Text shown —

Category: Living With ADHD

Stop Judging and Start Loving

Often it is too easy to judge another persons parenting ability without fully understanding the method behind the madness. Cause you know.. the old saying goes “it takes a tribe to raise a child.”

“Don’t judge a person without full understanding of the situation. Just because you don’t agree, doesn’t mean that you are right.”

Lately, something has been getting on my nerves.. and that something is the stink eye from ignorant and impatient people. Like I have mentioned before, my five year old son Lucas has ADHD (attention deficit hyperactivity disorder). As quoted from the Royal Children’s Hospital ADHD is a developmental problem which results in poor concentration and control of impulses. The three most common symptoms of ADHD are inattention, impulsivity and overactivity. The disorder can impact upon the child’s ability to learn and develop their social skills, and also family functioning.

Dataset records —

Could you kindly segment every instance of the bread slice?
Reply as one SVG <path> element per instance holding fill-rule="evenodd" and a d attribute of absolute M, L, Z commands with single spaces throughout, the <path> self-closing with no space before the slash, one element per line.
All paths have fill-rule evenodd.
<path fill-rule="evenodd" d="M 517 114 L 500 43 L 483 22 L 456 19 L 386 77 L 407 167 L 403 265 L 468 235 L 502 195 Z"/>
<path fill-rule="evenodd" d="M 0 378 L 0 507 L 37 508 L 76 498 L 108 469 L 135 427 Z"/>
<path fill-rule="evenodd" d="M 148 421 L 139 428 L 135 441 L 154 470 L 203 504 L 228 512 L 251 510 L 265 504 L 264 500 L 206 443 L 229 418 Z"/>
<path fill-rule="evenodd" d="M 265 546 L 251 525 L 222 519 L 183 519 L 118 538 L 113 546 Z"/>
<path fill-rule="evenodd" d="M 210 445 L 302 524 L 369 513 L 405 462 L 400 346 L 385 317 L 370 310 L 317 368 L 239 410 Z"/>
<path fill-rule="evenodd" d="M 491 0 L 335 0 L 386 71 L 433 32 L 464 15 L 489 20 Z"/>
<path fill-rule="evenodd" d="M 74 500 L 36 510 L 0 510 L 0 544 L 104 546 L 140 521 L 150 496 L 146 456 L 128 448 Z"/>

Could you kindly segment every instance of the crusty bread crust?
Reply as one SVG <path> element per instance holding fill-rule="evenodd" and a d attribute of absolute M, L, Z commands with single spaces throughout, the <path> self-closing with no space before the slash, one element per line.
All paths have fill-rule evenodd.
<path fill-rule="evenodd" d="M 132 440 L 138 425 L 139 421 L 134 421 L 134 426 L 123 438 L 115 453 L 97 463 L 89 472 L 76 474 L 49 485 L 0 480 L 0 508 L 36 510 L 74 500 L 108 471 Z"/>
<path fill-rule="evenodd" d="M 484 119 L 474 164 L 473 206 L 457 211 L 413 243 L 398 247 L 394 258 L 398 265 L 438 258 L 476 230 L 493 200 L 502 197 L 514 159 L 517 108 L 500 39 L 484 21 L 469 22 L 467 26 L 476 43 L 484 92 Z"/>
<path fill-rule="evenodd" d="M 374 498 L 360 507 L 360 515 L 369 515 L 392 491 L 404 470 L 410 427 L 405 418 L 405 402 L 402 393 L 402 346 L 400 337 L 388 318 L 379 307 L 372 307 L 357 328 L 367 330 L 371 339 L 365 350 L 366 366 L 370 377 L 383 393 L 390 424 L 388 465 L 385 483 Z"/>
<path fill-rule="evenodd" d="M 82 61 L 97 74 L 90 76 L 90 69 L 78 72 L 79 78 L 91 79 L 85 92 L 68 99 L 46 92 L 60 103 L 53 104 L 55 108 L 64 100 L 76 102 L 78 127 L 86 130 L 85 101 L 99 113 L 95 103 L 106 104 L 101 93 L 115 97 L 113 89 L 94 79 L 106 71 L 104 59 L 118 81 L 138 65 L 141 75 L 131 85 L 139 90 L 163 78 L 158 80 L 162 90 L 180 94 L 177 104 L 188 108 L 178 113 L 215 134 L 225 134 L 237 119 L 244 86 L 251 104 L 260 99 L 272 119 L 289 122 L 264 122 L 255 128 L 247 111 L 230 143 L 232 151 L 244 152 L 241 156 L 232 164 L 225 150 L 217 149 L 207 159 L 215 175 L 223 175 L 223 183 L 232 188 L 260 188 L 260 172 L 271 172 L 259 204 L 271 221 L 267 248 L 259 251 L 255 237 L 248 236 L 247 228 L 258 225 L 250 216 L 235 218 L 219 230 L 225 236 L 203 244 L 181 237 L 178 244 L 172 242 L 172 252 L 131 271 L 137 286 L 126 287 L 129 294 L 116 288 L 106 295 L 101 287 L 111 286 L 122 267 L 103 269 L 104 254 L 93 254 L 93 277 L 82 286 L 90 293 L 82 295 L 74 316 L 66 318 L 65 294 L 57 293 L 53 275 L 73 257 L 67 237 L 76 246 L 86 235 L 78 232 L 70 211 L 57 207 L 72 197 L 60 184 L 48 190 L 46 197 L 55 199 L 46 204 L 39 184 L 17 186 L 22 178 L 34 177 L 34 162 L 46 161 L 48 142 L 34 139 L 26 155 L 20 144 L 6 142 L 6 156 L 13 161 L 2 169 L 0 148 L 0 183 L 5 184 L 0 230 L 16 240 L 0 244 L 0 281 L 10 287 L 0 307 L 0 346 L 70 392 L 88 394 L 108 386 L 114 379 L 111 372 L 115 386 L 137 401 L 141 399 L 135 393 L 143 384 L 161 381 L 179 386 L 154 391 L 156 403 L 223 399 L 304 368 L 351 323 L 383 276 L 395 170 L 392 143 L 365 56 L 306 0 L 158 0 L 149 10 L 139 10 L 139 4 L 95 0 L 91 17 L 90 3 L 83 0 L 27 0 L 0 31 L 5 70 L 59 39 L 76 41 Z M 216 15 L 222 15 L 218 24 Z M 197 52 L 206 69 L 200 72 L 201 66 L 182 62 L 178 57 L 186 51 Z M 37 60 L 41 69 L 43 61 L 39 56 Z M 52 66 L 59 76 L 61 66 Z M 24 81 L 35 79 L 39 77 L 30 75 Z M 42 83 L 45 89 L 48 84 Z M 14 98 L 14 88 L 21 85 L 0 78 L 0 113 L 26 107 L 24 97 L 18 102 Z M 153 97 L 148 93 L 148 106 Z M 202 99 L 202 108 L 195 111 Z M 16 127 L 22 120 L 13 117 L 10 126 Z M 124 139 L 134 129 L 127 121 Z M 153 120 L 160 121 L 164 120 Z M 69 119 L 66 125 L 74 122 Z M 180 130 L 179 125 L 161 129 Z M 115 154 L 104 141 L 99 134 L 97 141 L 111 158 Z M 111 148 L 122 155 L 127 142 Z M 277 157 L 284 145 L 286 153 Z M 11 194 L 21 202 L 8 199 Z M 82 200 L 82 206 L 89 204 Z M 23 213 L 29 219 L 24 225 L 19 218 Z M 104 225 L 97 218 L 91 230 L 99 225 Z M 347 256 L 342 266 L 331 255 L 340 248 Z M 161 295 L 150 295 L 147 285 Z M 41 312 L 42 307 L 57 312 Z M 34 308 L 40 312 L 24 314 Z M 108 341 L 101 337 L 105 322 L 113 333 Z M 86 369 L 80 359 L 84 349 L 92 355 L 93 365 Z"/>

Actions to take —
• A. In the ADHD post, what are the three most common symptoms of ADHD?
• B. From the ADHD post, write out the part between "Lately, something has been" and "also family functioning.", inclusive.
• C. Shorten the paragraph of the ADHD post that starts "Lately, something has been getting on my nerves" into a short list, keeping its main facts.

Answers for each item —
• A. Inattention, impulsivity and overactivity.

• B.
Lately, something has been getting on my nerves.. and that something is the stink eye from ignorant and impatient people. Like I have mentioned before, my five year old son Lucas has ADHD (attention deficit hyperactivity disorder). As quoted from the Royal Children’s Hospital ADHD is a developmental problem which results in poor concentration and control of impulses. The three most common symptoms of ADHD are inattention, impulsivity and overactivity. The disorder can impact upon the child’s ability to learn and develop their social skills, and also family functioning.

• C.
- Lately, the writer has been bothered by the stink eye from ignorant and impatient people.
- The writer's five-year-old son, Lucas, has ADHD (attention deficit hyperactivity disorder).
- The Royal Children's Hospital describes ADHD as a developmental problem that leads to poor concentration and poor impulse control.
- Its three most common symptoms are inattention, impulsivity and overactivity.
- It can affect a child's learning, social skills and family functioning.